[RASMB] s20w calculation

John Sumida jpsumida at u.washington.edu
Fri Aug 9 10:44:07 PDT 2013


Hi David,

 

Thanks for taking the time to respond. I'm attempting to respond to your
post. Apologies if I'm committing some type of etiquette violation in
responding to the group, but as you requested some clarification as to my
process I thought to respond publicly.

 

To answer your questions.

 

I've been trying to understand why this particular polymer material produces
a large s20w value when another material with different surface charge
properties produces an s20w of 7.9s and sediments very differently.

 

So the back calculation, going from s20w to s*, was me playing with the data
to see if I could go from the 17.3 s20w back to s* which I would have hoped
- as you point out - would not have been much different from 17.3s.

STORED ROWS:
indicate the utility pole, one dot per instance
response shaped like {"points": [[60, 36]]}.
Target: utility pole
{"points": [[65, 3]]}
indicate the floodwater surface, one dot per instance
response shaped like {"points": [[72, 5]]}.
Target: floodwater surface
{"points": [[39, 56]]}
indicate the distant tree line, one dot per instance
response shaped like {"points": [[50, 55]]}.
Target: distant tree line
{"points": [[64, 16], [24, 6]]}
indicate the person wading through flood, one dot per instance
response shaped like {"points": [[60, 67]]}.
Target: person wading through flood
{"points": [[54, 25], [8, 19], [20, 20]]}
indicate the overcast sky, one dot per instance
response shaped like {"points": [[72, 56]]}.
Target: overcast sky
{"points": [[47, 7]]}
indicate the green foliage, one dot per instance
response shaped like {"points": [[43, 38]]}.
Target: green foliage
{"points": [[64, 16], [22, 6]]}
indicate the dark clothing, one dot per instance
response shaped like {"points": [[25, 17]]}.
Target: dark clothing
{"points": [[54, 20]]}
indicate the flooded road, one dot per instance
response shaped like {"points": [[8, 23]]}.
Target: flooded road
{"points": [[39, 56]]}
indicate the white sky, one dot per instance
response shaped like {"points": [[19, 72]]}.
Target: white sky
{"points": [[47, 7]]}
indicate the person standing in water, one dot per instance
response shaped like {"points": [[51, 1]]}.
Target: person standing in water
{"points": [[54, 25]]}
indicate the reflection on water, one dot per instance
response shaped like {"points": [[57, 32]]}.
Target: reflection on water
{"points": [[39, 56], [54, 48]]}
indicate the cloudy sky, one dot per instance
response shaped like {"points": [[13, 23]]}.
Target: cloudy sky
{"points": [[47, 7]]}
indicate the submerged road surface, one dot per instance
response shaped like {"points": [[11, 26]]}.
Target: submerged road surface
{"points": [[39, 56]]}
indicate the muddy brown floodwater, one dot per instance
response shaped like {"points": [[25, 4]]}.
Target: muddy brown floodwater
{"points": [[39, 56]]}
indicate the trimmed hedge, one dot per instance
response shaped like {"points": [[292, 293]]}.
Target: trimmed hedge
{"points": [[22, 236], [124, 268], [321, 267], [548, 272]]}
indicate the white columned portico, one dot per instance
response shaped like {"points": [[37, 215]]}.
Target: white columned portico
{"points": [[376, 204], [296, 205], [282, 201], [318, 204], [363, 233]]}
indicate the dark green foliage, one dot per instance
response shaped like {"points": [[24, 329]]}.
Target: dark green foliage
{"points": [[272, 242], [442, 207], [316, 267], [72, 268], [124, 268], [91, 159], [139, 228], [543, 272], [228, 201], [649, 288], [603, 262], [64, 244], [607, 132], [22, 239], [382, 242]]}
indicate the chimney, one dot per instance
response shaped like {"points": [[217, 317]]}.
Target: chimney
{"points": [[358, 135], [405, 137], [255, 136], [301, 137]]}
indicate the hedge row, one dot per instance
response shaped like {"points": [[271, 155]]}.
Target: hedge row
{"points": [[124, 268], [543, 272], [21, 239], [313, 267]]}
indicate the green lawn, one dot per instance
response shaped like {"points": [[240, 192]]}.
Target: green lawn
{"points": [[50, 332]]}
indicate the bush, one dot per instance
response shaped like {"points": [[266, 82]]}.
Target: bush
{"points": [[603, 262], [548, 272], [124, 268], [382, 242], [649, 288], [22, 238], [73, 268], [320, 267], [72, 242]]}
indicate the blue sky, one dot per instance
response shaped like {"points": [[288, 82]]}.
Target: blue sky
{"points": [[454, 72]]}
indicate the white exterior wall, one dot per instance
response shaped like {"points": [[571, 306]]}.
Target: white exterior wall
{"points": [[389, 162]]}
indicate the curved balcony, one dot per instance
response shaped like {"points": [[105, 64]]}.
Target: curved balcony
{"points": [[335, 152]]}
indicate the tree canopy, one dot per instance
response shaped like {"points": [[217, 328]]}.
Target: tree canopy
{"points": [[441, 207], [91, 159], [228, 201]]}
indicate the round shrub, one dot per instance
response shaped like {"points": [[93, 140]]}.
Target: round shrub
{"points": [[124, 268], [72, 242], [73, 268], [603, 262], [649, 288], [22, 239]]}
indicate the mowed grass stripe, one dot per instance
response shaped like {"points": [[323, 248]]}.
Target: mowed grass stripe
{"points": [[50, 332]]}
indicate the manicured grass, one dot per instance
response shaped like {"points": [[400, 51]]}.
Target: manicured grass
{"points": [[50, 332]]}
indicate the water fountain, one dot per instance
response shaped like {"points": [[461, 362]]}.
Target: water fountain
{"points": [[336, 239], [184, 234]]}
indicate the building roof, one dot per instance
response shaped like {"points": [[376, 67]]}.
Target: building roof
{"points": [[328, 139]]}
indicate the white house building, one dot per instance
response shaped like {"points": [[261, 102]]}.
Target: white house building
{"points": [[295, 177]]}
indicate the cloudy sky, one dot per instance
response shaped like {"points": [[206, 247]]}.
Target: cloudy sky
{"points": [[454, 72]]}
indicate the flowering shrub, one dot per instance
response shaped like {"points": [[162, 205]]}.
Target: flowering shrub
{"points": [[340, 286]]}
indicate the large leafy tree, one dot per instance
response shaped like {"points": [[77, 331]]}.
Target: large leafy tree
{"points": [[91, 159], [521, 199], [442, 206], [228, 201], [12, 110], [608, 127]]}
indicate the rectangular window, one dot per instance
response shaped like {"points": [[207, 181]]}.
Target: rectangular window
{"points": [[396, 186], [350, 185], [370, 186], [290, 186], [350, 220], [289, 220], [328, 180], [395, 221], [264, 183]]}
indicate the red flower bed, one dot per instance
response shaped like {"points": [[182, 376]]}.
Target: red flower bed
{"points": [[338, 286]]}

TASKS TO PERFORM:
a) Reproduce everything in the s20w calculation post from "John Sumida jpsumida" down to "to respond publicly.", swapping "etiquette" for "protocol".
b) According to the s20w calculation post, what s20w value does the material with different surface charge properties produce?

RESPONSES TO THE EXERCISE:
a)
John Sumida jpsumida at u.washington.edu
Fri Aug 9 10:44:07 PDT 2013


Hi David,

 

Thanks for taking the time to respond. I'm attempting to respond to your
post. Apologies if I'm committing some type of protocol violation in
responding to the group, but as you requested some clarification as to my
process I thought to respond publicly.

b) 7.9s